* [Tugas Tertulis 1]:
Menurut teks tentang studi Pdt. Jeniffer di Fordham University, tiga hal apa saja yang perlu dilakukan "kuat-kuat" dalam menjalani studi?
* [Tugas Tertulis 2]:
Sambung teks tentang pengalaman studi Pdt. Jeniffer di Fordham University, dimulai setelah kalimat terakhirnya.

Studi identik dengan perjuangan, bahkan perjuangan yang keras. Dalam melaksanakan studi, semangat dan fokus menjadi penting. Selain itu, perlu berusaha kuat-kuat, berdoa kuat-kuat, dan berserah kuat-kuat. Perencanaan dalam studi memang penting, tapi berjalan tidak sesuai rencana juga harus ditempuh. Seperti itu ungkapan dari Pdt. Jeniffer Fresy Porielly Pelupessy-Wowor, M.A, dosen Pendidikan Kristiani di Fakultas Teologi Universitas Kristen Duta Wacana (UKDW) Yogyakarta saat diminta bercerita tentang studinya di Fordham University, New York, Amerika Serikat . Studi lanjut di negeri orang memang tidak mudah, begitu jelas Pdt. Jeniffer. Ia mengawali percakapan dengan menceritakan bahwa studi lanjut yang ia jalani kebetulan juga bersama dengan keluarga yakni suaminya juga juga sama-sama menjalankan studi.
Bu Jen, begitu ia akrab disapa mahasiswanya, bercerita bahwa ketika menyusun jadwal belajar dan mengerjakan tugas, ia merasa sedang “akrobat” karena harus menyesuaikan jadwal semuanya, dimana hal itu juga dialami oleh sang suami di saat yang sama. Langkah dalam belajar perlu diperhatikan baginya. Setiap usaha dan doa dimaksimalkan dalam menghadapi situasi yang tidak mudah. Sebagai contoh ketika anak bungsunya dirawat di rumah sakit. Momen itu menjadi peristiwa yang berkesan bagi Bu Jen ketika studi. “Momen-momen itu membuat saya berefleksi bahwa doa dan usaha perlu dibarengi dengan penyerahan sepenuh-penuhnya pada Tuhan,” kata Bu Jen. Ketika menjalankan studinya, banyak hal diluar kendali, keteguhan hati serta dukungan berbagai pihak dirasakan Bu Jen. Di mana, Bu Jen mengupayakan dengan terus membangun komunikasi dengan keluarga, professor, dan rekannya dalam studi.

* [Entri yang Diberikan]:
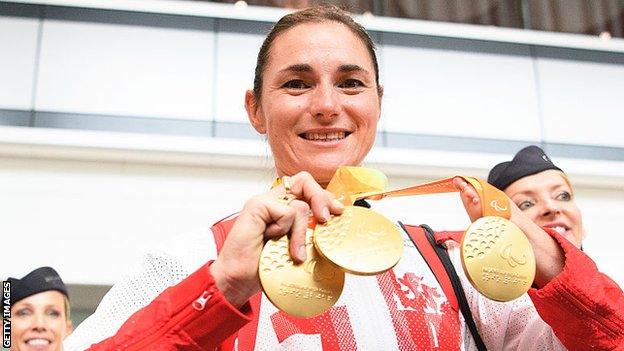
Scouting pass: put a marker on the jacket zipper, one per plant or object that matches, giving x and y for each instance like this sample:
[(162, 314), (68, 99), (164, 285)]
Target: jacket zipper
[(196, 306)]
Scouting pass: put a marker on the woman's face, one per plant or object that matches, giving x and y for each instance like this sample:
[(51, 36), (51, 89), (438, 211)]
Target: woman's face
[(547, 199), (320, 104), (39, 323)]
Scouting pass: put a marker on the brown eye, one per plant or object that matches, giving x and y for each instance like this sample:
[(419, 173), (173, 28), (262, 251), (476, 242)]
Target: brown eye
[(53, 313), (351, 83), (295, 84), (564, 196), (23, 312)]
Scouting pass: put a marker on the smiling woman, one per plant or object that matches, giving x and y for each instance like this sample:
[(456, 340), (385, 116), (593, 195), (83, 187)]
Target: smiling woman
[(319, 97), (542, 191), (39, 311)]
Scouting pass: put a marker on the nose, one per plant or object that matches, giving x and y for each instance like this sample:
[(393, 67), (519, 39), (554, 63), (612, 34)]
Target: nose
[(549, 208), (38, 322), (325, 104)]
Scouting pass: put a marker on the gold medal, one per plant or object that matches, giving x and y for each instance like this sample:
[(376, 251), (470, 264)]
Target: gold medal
[(498, 258), (303, 290), (360, 241)]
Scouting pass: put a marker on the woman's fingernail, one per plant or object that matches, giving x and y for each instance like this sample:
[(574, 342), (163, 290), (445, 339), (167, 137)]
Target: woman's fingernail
[(301, 253), (325, 214)]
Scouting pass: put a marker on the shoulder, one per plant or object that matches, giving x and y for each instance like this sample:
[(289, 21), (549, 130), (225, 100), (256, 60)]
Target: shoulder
[(191, 249)]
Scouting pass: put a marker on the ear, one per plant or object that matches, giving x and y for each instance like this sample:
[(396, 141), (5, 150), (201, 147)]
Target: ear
[(253, 113), (380, 93), (70, 327)]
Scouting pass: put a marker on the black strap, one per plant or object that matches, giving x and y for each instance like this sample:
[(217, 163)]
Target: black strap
[(457, 287)]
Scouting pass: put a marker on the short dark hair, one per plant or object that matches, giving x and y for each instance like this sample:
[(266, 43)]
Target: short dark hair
[(316, 14)]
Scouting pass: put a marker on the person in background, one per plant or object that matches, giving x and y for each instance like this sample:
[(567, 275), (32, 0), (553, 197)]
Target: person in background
[(317, 98), (542, 191), (39, 311)]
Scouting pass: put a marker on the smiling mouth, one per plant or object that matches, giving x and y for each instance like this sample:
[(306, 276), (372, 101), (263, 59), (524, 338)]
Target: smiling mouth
[(333, 136), (38, 342), (559, 229)]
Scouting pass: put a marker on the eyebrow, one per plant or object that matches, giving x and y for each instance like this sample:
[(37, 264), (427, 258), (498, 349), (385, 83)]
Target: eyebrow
[(351, 68)]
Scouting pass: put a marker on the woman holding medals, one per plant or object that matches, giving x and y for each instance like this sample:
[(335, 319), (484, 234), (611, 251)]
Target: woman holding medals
[(317, 99)]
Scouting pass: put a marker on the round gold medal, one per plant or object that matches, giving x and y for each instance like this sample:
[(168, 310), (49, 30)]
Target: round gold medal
[(303, 290), (498, 258), (360, 241)]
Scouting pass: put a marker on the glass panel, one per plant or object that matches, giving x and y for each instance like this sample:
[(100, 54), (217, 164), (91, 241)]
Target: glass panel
[(353, 6), (597, 17), (502, 13)]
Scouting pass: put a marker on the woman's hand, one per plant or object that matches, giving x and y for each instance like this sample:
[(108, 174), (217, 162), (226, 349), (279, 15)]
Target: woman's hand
[(264, 217)]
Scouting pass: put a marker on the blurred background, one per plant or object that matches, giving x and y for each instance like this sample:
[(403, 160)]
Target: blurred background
[(122, 122)]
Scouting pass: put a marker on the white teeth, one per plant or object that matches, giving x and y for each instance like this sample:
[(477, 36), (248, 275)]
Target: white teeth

* [Jawaban 1]:
Berusaha kuat-kuat, berdoa kuat-kuat, dan berserah kuat-kuat.

* [Jawaban 2]:
Bagi Bu Jen, waktu untuk diri sendiri alias me time itu penting. Tujuannya, supaya tetap fokus dan bersemangat. Bu Jen menceritakan, bahwa me time baginya adalah self care, di mana ada peran family time. Dalam percakapan dengan Koran Kampus, Bu Jen juga menceritakan tentang hobinya. Hobi itu bermanfaat dan menjadi momen untuk menikmati kebersamaan dengan keluarga. Bagi pecinta kain tenun dan batik dengan motif yang khas seperti Bu Jen, melihat dan belajar makna dari kain itu menjadi kelegaan tersendiri. Itu menjadi momen penguatan, di mana Bu Jen bisa merasakan jeda dan merasakan senang. “Di hari itu, saya benar-benar tidak menyentuh buku sama sekali dan membebaskan diri dari tugas-tugas perkuliahan,” ujar Bu Jen. Melakukan hobi, seperti mengamati kain motif, dilakukan Bu Jen sembari mencatat maknanya dan merawatnya. Selain itu, Bu Jen juga merasakan pentingnya kebersamaan dengan keluarga. Itu dikerjakannya dengan bermain bersama di belakang rumah hingga masak bersama. Melakukan kegiatan seperti itu bermanfaat ketika sedang mengalami penat studi. Implikasinya, merasakan rileks dan memunculkan perasaan bahagia serta syukur. Daya dari jeda berupa melakukan hobi itu, nantinya bermanfaat untuk tetap berpikir positif hingga melewati tantangan dan tuntutan selama studi doktoral di Fordham University.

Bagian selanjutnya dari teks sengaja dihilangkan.